==== Listed entries

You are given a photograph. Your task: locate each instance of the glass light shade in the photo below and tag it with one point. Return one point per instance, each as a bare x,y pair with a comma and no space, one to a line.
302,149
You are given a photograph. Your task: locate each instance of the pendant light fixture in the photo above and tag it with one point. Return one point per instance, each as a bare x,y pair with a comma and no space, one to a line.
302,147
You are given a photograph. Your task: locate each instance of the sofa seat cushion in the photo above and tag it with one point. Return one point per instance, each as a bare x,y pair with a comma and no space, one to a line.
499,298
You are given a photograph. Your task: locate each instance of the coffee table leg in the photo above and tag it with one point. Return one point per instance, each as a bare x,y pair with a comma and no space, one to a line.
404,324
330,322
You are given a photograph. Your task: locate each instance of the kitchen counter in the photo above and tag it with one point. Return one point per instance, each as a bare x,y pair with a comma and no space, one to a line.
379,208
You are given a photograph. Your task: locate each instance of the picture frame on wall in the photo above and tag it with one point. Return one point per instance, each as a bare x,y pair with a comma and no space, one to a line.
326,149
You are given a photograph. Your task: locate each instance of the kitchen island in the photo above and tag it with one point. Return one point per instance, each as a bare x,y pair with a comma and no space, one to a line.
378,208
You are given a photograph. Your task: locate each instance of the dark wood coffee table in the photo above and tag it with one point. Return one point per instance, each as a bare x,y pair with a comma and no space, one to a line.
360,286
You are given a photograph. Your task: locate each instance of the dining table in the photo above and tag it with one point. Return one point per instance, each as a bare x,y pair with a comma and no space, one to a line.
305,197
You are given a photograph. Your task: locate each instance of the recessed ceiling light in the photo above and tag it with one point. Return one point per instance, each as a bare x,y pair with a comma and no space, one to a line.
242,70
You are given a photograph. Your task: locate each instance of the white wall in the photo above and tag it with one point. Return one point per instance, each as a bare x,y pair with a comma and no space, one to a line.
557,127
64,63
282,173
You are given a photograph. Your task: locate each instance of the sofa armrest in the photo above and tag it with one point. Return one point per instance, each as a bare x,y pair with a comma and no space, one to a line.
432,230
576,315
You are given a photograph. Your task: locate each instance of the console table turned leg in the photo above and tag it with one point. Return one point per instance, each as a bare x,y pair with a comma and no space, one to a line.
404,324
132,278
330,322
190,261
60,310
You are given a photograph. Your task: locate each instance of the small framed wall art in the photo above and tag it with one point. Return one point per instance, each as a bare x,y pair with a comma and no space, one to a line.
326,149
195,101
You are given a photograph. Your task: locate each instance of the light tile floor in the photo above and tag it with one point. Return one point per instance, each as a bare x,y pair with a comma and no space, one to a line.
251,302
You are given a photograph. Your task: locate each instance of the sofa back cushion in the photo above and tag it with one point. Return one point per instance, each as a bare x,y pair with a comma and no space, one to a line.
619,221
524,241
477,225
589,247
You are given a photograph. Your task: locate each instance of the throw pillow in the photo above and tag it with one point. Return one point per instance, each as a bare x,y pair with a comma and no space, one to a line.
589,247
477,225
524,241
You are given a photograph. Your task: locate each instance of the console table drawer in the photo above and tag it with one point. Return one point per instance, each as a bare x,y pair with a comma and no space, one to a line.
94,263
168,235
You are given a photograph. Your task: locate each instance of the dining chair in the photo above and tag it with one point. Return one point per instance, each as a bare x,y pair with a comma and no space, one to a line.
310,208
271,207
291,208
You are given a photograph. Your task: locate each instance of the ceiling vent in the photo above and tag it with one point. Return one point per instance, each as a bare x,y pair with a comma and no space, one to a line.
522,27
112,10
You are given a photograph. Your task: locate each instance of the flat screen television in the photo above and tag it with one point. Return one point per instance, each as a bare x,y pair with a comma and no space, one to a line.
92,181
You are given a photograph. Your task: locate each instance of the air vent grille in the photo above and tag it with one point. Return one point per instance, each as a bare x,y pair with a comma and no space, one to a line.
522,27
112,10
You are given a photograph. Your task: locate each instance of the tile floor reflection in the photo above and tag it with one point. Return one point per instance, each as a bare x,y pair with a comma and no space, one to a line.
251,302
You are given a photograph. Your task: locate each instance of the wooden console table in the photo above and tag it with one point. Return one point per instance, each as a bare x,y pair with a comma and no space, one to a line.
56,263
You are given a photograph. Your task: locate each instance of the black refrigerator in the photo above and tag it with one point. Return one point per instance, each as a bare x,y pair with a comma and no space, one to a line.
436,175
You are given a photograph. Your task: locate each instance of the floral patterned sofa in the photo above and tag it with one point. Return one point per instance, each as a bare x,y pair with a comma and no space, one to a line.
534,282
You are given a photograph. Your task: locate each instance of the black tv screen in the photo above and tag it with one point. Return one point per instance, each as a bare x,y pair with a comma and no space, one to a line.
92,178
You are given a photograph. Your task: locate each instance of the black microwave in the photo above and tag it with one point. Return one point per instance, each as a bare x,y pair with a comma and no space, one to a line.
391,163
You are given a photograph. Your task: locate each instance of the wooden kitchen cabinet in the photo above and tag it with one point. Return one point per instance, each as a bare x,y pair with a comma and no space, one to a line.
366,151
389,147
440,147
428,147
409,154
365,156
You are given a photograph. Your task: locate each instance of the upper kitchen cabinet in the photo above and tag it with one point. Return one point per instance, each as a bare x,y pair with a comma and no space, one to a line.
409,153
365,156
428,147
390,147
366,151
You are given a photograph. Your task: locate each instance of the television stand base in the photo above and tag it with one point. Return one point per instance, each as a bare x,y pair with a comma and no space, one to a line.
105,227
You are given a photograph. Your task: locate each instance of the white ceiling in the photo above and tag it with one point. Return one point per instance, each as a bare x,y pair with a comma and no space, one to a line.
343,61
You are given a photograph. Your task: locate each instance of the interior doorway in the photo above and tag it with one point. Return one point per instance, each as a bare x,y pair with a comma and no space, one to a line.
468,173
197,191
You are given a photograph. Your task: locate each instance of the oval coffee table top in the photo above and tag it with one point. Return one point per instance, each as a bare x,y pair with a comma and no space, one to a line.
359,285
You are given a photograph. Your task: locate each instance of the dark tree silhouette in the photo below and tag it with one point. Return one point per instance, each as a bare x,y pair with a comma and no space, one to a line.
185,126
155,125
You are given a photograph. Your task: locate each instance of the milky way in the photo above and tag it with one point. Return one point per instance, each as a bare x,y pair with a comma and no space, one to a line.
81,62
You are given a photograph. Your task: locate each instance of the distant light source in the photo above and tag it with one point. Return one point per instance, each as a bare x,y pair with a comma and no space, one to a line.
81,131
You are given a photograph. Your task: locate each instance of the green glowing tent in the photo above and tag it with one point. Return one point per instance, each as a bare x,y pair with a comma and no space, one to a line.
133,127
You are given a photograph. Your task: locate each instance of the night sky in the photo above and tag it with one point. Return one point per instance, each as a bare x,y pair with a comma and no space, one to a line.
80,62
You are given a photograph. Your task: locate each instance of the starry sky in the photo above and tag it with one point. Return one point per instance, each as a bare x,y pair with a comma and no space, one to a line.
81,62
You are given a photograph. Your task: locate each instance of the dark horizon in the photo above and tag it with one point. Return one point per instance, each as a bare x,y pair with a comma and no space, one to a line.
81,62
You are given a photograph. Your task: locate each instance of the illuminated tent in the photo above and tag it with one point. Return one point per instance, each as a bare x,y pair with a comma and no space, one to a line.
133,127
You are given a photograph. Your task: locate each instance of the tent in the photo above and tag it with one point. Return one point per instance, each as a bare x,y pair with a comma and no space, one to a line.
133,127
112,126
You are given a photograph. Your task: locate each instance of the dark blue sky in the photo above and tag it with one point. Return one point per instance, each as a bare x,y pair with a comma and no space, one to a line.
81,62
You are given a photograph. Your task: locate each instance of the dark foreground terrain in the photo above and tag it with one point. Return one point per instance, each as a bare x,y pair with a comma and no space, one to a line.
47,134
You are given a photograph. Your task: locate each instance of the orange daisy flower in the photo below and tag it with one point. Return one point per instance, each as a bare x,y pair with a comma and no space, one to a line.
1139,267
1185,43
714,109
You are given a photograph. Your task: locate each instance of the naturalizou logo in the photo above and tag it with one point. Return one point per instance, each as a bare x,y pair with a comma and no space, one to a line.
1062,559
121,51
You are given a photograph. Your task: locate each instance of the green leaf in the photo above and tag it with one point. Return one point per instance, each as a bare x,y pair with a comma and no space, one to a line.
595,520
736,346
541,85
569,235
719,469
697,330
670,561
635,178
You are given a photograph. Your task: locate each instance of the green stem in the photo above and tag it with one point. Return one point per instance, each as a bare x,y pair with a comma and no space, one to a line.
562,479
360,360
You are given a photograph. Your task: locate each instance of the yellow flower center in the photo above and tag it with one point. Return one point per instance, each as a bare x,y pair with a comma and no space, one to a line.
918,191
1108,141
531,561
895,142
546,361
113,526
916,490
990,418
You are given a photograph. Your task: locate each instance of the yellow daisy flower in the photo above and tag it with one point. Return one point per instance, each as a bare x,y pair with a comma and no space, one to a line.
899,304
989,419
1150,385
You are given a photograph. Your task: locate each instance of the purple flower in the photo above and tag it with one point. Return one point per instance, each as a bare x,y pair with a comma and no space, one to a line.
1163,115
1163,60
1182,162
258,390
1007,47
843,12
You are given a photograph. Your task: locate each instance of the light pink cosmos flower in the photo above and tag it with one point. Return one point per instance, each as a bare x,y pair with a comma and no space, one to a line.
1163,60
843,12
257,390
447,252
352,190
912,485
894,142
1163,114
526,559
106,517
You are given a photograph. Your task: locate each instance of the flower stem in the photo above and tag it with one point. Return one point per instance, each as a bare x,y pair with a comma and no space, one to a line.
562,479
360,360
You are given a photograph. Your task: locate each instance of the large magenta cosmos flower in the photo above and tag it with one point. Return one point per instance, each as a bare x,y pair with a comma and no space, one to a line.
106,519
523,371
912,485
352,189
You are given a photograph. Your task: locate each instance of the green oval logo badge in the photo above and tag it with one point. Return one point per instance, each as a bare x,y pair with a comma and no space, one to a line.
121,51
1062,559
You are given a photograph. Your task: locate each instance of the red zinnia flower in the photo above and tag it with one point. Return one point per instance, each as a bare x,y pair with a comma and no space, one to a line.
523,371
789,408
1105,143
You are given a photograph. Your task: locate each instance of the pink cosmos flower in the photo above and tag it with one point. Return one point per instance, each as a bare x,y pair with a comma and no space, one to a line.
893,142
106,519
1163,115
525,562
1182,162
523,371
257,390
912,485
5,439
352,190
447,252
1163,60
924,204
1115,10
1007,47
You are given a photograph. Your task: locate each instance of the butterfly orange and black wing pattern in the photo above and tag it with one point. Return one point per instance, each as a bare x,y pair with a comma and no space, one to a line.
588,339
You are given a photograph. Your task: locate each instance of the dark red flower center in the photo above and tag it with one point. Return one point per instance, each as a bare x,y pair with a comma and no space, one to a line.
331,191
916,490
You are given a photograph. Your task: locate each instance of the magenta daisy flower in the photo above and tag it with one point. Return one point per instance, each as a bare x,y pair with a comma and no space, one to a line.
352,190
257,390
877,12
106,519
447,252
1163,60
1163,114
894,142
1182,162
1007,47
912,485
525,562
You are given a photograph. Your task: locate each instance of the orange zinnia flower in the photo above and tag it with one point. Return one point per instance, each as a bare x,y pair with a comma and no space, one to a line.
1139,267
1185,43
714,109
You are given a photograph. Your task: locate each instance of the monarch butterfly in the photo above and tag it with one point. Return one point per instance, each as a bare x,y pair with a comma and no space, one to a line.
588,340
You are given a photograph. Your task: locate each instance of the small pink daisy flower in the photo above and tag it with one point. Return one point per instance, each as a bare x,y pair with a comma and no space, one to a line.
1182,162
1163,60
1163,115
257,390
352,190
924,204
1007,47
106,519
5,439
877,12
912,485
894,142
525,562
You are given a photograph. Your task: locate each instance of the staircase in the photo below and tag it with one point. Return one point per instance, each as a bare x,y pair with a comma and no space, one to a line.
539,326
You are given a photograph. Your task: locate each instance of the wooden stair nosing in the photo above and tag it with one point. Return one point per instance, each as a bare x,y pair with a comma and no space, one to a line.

========

**Task directions:** Your task is to extract the lines running from the one with "the dark red" to the end of the material, inclusive, copying each exactly and adding nothing.

**Answer to this exercise:**
You are given a photograph. Your task: locate each instance of the dark red flower center in the photo above and tag it with one point. Return one point per instance, each as a bare x,y pair with a comma and no space, one to a line.
331,191
916,490
You are given a photograph. Your task: locate each instance of the magenta daisy flower in the photo above and tag it with one point. Return one point per instance, each as a bare x,y pair with a comma and no space, one to a line.
352,190
257,390
877,12
106,519
447,252
1163,60
1163,114
894,142
1182,162
1007,47
912,485
525,562
You are given a photograph. Your task: locate each instance of the orange zinnia flower in the photo above and tag it with one point. Return one point per instance, each as a bare x,y pair with a comma and no space, one to a line.
1139,267
1185,43
714,109
You are given a photograph. Your task: locate each instance of the monarch butterfly in the photo above and tag it with one point. Return one point per instance, each as a bare x,y pair with a comma and no space, one to a line.
588,340
You are given a photograph. Your task: locate each instance of the small pink daisy flower in the photo above and tag it with one point. Return one point per instance, each as a bare x,y pair with a comma and no space, one to a line.
1182,162
1163,60
1163,115
257,390
352,190
924,204
1007,47
106,519
5,439
877,12
912,485
894,142
525,562
You are given a photograph. Your task: locate each instance of the staircase in the photo below and tag it with one point. Return one point per instance, each as a bare x,y pair with a comma and no space, one to a line.
539,326
You are given a photograph. Your task: locate each instance of the wooden stair nosing in the photo above and tag it with one point. Return one point per instance, each as a bare x,y pair with a comma and no space, one to a line.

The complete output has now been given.